■ **PROBLEM TO WORK ON**: Across the entries below, determine how many lines include the word "cushion". State only the resulting number.

-------- DATA TO USE

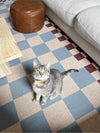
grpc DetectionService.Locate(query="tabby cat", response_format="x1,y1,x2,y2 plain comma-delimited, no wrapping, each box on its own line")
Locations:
32,60,78,105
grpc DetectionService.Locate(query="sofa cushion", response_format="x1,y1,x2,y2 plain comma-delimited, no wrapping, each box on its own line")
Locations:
41,0,100,27
74,6,100,51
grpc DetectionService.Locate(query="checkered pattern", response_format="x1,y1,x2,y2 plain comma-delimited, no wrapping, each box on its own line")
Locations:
0,1,100,132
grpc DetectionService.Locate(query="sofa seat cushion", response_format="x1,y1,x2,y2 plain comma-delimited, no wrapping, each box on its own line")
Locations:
74,6,100,51
42,0,100,27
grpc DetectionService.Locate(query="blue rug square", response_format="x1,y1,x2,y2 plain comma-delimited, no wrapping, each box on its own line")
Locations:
9,76,32,99
17,40,30,51
23,32,38,39
6,4,11,8
0,3,4,6
41,96,61,109
32,43,50,56
53,47,72,61
0,9,8,14
58,122,82,132
9,58,21,67
70,67,96,89
40,31,56,42
63,91,94,120
0,77,8,87
51,62,65,72
5,17,10,23
10,28,19,35
97,107,100,114
22,58,40,74
0,101,19,131
21,111,51,132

----------------

■ **RESULT**: 2